▸ **Study text**:

The fragile reality of the immigrant family is at the center of Alpha. Alpha’s mom is a doctor, but she’s not fully integrated into French society. Alpha isn’t a child or an adult. Amin isn’t fully dead or alive. The virus might be what Alpha’s Berber grandma sees as a North African demon, a spirit she calls “The Red Wind.” The disease melts all the solidity in their lives. Time itself becomes liquid. For those of us who remember the nightmarish early days of AIDS, Alpha is a PTSD trigger. (The film is set mostly in an alternate late‑1980s/early‑1990s.)
AIDS made us strangers in our own lives. It took our world and made it foreign, putting us in the same socio‑cultural no‑man’s‑land where Alpha’s immigrant family is struggling. Alpha might be thought of as a French take on Tony Kushner’s Angels in America. An unreal virus rewrites and corrupts reality and society just as surely as it rewrites and corrupts the body.
Poe’s poem “A Dream Within a Dream” is the thematic backbone of Alpha. The poem is taught in Alpha’s English class and is later connected with “The Masque of the Red Death,” which is staged in miniature in a Toten Tanz–like rave of infected people. Poe’s description of being unable to hold grains of sand takes on brutally real weight in a film where loved ones are literally cracking to dust. This embrace of a dream‑like reality creates a dream‑like derailment of cause and effect in the narrative, with characters meeting and passing their younger selves. (The fact that about half of this movie takes place during Ramadan can’t be an accident.) On top of that, Alpha is set during the tortuous time that it takes weeks to get results for tests for “the virus.” Alpha is caught in that horrible twilight of waiting, in a world in which time itself has become warped.

▸ **Records**:

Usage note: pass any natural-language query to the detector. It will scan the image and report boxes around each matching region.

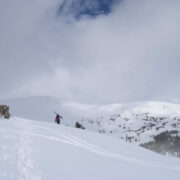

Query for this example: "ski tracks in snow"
[15,122,43,180]
[0,121,44,180]
[0,118,180,180]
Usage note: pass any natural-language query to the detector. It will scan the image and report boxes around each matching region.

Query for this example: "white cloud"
[0,0,180,103]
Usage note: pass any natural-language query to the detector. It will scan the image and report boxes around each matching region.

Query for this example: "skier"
[55,113,63,124]
[75,122,85,129]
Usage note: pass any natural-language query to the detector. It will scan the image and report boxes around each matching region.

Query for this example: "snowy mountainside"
[80,102,180,144]
[0,96,180,155]
[0,117,180,180]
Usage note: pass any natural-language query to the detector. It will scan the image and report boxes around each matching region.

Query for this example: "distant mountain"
[0,96,180,156]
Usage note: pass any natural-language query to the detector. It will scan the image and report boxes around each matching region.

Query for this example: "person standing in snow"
[55,113,62,124]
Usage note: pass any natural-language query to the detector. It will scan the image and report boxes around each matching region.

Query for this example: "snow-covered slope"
[0,96,180,144]
[0,117,180,180]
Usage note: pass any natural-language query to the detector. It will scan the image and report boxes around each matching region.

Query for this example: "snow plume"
[0,0,180,103]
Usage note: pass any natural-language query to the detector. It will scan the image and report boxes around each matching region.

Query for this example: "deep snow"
[0,117,180,180]
[0,96,180,145]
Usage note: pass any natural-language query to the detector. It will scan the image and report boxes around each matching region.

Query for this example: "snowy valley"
[0,117,180,180]
[2,96,180,157]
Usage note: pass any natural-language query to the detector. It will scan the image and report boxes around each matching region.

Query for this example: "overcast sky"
[0,0,180,103]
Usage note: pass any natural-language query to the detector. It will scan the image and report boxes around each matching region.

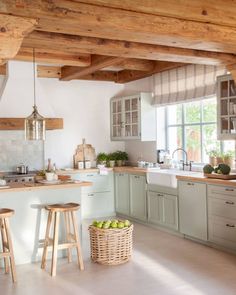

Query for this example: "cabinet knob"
[225,201,234,205]
[226,223,235,227]
[225,188,234,192]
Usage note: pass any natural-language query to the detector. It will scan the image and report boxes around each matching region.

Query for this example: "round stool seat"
[0,208,15,218]
[45,203,80,212]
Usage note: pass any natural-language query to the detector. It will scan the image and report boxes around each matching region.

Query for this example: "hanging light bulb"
[25,48,45,140]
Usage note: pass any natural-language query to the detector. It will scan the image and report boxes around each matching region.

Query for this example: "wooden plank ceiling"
[0,0,236,83]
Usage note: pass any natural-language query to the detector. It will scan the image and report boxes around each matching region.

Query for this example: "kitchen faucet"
[172,148,193,171]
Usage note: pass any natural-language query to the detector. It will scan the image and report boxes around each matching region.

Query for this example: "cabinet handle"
[226,223,235,227]
[225,188,234,192]
[225,201,234,205]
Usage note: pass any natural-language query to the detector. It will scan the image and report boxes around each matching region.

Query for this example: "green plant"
[97,153,107,163]
[107,153,116,161]
[114,151,128,161]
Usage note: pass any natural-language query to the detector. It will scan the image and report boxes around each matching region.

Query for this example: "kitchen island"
[0,182,92,264]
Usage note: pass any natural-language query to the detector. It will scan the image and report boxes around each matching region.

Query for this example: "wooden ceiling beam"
[60,56,124,81]
[14,47,91,67]
[0,0,236,53]
[23,31,236,65]
[83,0,236,27]
[116,61,184,83]
[37,65,117,82]
[0,14,37,63]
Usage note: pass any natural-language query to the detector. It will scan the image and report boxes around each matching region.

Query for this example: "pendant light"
[25,48,45,140]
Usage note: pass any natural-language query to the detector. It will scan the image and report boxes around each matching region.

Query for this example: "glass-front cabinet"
[111,93,156,141]
[217,75,236,140]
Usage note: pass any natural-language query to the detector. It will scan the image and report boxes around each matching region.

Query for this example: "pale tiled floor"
[0,224,236,295]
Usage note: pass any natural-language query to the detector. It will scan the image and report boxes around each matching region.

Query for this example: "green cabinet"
[147,191,178,230]
[130,174,147,220]
[115,173,130,215]
[178,181,207,241]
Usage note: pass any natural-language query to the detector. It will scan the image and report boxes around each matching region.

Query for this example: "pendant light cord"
[33,48,36,107]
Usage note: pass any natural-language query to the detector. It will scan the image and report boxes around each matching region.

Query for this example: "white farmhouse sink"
[147,168,199,188]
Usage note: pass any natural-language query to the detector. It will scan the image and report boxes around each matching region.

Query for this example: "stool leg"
[71,211,84,270]
[63,212,72,262]
[51,212,60,277]
[0,219,9,273]
[4,218,16,282]
[41,211,52,269]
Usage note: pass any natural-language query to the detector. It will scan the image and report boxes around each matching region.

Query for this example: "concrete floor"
[0,224,236,295]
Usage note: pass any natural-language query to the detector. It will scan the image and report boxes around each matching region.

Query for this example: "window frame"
[165,95,220,165]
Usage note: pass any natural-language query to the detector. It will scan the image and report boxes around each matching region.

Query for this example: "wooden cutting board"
[204,173,236,180]
[74,139,96,168]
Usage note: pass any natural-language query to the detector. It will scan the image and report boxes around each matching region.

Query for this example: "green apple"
[110,221,117,228]
[117,221,125,228]
[97,221,103,228]
[124,220,131,227]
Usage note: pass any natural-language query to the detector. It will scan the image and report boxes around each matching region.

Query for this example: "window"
[165,97,234,163]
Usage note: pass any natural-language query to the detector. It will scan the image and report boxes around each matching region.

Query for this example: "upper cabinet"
[217,75,236,140]
[111,92,157,141]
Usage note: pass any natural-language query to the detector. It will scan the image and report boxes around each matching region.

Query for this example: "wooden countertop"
[176,173,236,187]
[0,181,92,193]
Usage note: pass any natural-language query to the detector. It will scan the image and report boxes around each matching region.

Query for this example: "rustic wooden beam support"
[0,0,236,53]
[0,118,63,130]
[14,47,91,67]
[84,0,236,27]
[0,14,37,63]
[23,31,236,65]
[60,56,124,81]
[116,61,184,83]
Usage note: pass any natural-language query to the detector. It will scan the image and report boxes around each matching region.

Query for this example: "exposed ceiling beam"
[0,0,236,53]
[81,0,236,27]
[61,56,124,81]
[116,61,184,83]
[23,31,236,65]
[0,14,37,63]
[14,47,91,67]
[0,64,7,76]
[37,65,117,82]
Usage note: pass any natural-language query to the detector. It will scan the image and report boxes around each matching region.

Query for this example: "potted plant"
[115,151,128,167]
[97,153,107,166]
[107,153,116,168]
[223,151,234,167]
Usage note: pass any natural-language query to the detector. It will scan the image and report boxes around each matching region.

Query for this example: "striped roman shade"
[153,65,226,106]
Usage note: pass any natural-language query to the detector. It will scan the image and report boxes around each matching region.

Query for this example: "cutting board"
[204,173,236,180]
[74,139,96,168]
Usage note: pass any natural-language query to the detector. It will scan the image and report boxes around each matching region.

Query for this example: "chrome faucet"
[172,148,193,171]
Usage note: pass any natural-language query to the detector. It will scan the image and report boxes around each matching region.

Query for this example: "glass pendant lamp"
[25,48,45,140]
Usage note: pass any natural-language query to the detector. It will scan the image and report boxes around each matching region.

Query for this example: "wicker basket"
[89,225,133,265]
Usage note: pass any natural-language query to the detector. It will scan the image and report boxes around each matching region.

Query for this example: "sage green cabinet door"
[115,173,130,215]
[163,194,178,230]
[147,192,163,224]
[130,175,146,220]
[178,181,207,241]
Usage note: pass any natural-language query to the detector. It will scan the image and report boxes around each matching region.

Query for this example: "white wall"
[0,62,124,167]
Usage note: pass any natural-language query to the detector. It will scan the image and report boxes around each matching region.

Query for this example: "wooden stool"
[0,208,16,282]
[41,203,84,276]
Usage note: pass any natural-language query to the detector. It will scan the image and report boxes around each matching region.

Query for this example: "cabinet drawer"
[208,196,236,219]
[73,173,113,193]
[207,185,236,197]
[209,218,236,249]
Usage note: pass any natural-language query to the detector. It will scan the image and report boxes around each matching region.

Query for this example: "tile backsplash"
[0,131,44,171]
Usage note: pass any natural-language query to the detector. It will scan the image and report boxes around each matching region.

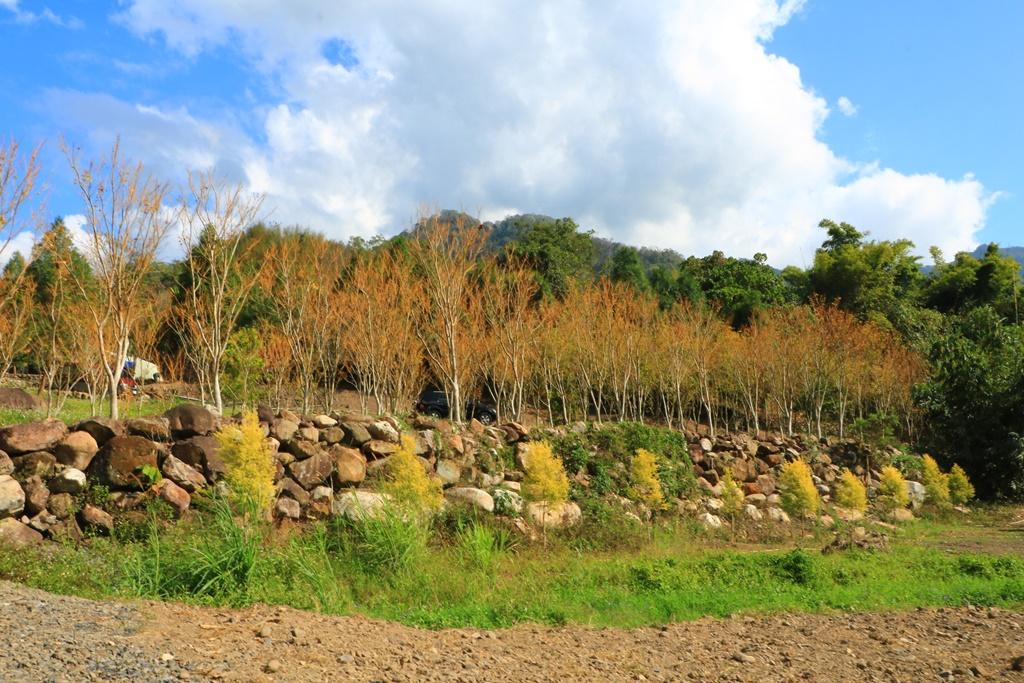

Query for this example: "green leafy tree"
[915,306,1024,500]
[506,218,594,299]
[608,247,650,292]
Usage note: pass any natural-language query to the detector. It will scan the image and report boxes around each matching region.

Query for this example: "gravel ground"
[6,583,1024,683]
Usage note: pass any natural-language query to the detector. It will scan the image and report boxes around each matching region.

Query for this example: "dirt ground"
[0,583,1024,683]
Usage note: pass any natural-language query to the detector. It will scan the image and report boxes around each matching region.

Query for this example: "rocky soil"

▸ **Exercise instructions**:
#1 Output the passage of the film review from "AIDS made us" up to and including "corrupts the body.".
#2 According to the film review, which Poe poem serves as the thematic backbone of Alpha?
The listing is separate from the film review and stands on its own.

▸ **Written responses**:
#1
AIDS made us strangers in our own lives. It took our world and made it foreign, putting us in the same socio‑cultural no‑man’s‑land where Alpha’s immigrant family is struggling. Alpha might be thought of as a French take on Tony Kushner’s Angels in America. An unreal virus rewrites and corrupts reality and society just as surely as it rewrites and corrupts the body.

#2 "A Dream Within a Dream."